** Opening Reading text block **

Tobacco is a leading environmental factor in the initiation of respiratory diseases and causes chronic obstructive pulmonary disease (COPD). Suppressor of cytokine signaling (SOCS) family members are involved in the pathogenesis of many inflammatory diseases and SOCS-3 has been shown to play an important role in the regulation, onset and maintenance of airway allergic inflammation indicating that SOCS-3 displays a potential therapeutic target for anti-inflammatory respiratory drugs development. Since chronic obstructive pulmonary disease (COPD) is also characterized by inflammatory changes and airflow limitation, the present study assessed the transcriptional expression of SOCS-3 in COPD.

Methods

Real-time PCR was performed to assess quantitative changes in bronchial biopsies of COPD patients in comparison to unaffected controls.

Results

SOCS-3 was significantly down-regulated in COPD at the transcriptional level while SOCS-4 and SOCS-5 displayed no change.

Conclusions

It can be concluded that the presently observed inhibition of SOCS-3 mRNA expression may be related to the dysbalance of cytokine signaling observed in COPD.

Introduction

Chronic obstructive pulmonary disease (COPD) is currently estimated to be the 3rd most common cause of death in 2020 [1]. The disease is characterized by an irreversible and progressive development of airflow limitation featuring cough, mucus hypersecretion, inflammatory changes and remodeling of the airway wall [2]. Next to bronchial asthma [3, 4], asbestosis [5], or tuberculosis [6, 7], COPD also plays a major role in the field of occupational and environmental respiratory diseases [8].

COPD is related to tobacco smoke [9, 10] and a common feature in the underlying pathomechanisms may be a dysregulation of cytokine signaling [11]. Cytokine signaling events are accomplished by molecules such as SMADs (derived from the Drosophila homologue MAD and the C. elegans homologue SMA [12, 13]) or suppressors of cytokine signaling (SOCS) [14]. SOCS molecules are a family of proteins that function as negative regulators of cytokine signaling pathways [14]. Next to the first members of the SOCS family, CIS-1 and SOCS-1, that were identified as negative feedback regulators of the signal transducer and activator of transcription (STAT)-5 pathway [15] and inhibitors Jak family tyrosine kinases, respectively [16], also the molecule SOCS-3 was identified as a potent suppressor of cytokine signaling mechanisms [17].

The expression of SOCS-3 can be induced transiently by a large number of both inflammatory and anti-inflammatory cytokines such as interleukin (IL)-3, IL-6, IL-10 interferon or interferon gamma (IFN-gamma) [18]. It has also been shown that SOCS molecules can potently inhibit the Jak/STAT pathway in various inflammatory diseases including autoimmune arthritis [19] or experimental intestinal inflammation [20].

** Closing Reading text block **
** Opening Data block block **

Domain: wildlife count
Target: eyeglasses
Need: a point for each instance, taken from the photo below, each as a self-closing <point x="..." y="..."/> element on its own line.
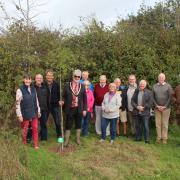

** Closing Data block block **

## Prompt A
Translate this sentence from the text on SOCS-3 in COPD into Spanish: "SOCS-3 was significantly down-regulated in COPD at the transcriptional level while SOCS-4 and SOCS-5 displayed no change."
## Prompt B
Answer these questions from the text on SOCS-3 in COPD.
(i) What technique was used to assess quantitative changes in the bronchial biopsies?
(ii) What rank among causes of death is COPD estimated to hold in 2020?
(iii) Which two molecules were the first members of the SOCS family?

## Task answer A
SOCS-3 estaba significativamente regulado a la baja en la EPOC a nivel transcripcional, mientras que SOCS-4 y SOCS-5 no mostraron ningún cambio.

## Task answer B
(i) Real-time PCR
(ii) The 3rd most common cause of death
(iii) CIS-1 and SOCS-1